* _TO DO_:
Filter the data below and copy each line that contains the word "sofa".

Collection entries:
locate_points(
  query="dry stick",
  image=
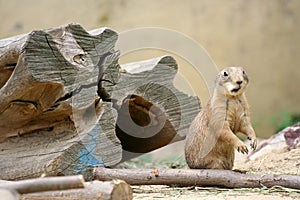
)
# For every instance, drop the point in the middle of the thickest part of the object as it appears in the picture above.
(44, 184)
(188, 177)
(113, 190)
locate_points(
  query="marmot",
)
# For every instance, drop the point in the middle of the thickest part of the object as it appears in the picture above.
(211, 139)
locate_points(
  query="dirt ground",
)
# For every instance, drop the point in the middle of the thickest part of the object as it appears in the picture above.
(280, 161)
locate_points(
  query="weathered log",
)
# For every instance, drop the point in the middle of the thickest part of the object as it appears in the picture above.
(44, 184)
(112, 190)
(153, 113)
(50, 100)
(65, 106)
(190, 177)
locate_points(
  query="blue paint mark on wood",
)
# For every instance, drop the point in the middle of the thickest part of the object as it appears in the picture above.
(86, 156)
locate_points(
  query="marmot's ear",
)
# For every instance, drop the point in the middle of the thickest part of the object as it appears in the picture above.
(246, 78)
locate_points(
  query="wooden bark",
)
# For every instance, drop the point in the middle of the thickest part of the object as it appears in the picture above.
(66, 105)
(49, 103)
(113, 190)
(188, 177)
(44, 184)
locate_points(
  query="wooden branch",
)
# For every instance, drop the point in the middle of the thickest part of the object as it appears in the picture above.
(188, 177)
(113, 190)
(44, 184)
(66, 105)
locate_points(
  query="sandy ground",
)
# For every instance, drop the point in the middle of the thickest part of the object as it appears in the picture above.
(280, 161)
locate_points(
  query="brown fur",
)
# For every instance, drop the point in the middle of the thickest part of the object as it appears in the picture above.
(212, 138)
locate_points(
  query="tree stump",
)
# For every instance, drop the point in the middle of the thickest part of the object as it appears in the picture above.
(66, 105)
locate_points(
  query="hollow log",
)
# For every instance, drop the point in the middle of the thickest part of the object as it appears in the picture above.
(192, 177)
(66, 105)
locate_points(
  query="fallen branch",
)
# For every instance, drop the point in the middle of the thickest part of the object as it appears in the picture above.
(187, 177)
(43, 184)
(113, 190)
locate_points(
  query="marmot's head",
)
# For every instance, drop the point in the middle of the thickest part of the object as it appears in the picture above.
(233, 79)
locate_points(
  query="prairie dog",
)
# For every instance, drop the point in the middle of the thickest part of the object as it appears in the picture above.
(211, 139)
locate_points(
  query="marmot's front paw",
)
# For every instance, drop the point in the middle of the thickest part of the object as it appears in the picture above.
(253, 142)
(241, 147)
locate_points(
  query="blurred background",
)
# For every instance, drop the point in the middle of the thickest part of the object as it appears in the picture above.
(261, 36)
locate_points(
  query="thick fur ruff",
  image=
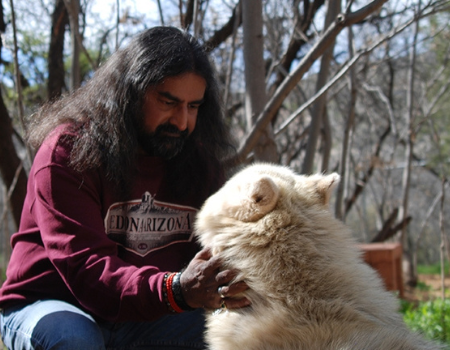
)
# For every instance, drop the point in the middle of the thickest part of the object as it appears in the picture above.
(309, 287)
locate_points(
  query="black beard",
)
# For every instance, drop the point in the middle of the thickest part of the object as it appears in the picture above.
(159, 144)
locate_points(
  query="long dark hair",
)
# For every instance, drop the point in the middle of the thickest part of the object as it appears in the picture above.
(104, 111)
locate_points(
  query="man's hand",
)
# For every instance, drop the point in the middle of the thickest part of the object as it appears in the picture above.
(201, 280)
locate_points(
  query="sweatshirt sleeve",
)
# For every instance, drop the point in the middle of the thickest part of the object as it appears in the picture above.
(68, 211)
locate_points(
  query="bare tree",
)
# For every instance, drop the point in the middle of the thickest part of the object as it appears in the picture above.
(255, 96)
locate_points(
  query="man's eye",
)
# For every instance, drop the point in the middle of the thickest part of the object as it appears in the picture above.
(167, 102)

---

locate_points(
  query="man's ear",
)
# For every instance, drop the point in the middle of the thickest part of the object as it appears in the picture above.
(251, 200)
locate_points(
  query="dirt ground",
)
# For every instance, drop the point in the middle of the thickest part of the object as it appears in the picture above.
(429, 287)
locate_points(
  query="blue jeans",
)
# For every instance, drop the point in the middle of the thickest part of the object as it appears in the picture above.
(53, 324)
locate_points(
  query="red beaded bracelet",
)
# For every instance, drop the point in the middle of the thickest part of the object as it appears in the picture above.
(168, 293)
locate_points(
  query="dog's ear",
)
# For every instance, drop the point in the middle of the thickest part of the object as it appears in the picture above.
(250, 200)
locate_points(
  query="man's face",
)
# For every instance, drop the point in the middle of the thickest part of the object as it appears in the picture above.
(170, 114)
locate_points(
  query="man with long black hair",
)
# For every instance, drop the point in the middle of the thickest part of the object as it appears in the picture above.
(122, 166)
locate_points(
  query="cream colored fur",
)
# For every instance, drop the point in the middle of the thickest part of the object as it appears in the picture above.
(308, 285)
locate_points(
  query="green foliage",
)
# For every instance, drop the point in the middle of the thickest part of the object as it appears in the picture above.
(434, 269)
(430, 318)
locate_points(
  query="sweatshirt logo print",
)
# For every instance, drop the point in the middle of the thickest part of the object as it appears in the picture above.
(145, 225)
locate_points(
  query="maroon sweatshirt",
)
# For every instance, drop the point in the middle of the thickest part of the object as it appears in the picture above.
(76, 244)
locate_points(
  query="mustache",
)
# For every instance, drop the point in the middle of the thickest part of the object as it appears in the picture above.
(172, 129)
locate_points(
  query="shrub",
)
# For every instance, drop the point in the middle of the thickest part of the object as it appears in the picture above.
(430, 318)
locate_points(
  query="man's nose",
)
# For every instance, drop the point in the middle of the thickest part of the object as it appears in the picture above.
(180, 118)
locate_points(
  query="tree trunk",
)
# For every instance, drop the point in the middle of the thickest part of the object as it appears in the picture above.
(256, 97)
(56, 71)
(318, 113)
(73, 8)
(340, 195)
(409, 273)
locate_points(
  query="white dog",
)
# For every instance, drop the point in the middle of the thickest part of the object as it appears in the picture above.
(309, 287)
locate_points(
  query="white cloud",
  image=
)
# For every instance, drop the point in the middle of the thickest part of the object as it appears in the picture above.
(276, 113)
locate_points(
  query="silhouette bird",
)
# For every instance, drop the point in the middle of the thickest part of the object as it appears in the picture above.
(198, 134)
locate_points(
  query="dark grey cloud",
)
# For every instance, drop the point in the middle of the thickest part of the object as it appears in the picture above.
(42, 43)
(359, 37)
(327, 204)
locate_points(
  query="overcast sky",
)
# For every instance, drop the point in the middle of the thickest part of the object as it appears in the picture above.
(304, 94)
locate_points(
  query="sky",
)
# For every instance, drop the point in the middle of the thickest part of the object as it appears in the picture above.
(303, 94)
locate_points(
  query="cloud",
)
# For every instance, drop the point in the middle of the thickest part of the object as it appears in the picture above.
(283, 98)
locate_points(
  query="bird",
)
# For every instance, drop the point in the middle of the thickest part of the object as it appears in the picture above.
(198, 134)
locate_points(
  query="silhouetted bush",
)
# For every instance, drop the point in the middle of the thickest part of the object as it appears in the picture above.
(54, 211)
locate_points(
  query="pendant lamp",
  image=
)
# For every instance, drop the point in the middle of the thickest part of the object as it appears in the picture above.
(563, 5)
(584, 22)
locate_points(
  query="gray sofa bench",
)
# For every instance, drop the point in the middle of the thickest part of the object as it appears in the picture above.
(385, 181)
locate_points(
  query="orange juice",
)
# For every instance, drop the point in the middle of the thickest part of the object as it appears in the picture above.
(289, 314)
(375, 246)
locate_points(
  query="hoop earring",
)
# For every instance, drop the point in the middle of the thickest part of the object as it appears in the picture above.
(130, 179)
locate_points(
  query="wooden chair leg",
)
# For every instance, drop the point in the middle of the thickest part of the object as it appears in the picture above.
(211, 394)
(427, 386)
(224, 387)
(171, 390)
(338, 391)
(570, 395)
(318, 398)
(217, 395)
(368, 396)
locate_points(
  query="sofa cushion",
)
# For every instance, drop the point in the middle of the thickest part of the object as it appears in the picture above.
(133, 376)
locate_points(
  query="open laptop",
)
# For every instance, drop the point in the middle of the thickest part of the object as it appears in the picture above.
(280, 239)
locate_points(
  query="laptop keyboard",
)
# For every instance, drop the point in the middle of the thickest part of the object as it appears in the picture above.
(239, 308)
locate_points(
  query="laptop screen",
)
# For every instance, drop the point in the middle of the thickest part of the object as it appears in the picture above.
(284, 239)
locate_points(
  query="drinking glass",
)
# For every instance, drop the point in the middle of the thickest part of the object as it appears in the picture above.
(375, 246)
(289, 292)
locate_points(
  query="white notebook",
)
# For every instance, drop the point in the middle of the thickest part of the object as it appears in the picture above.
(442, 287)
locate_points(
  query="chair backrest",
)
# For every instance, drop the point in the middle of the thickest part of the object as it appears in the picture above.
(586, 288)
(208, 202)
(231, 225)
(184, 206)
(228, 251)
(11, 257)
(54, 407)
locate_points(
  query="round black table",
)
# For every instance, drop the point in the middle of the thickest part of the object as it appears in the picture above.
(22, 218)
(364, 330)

* _OUTPUT FOR THIS EXERCISE_:
  query="gray sofa bench",
  query="sofa cushion",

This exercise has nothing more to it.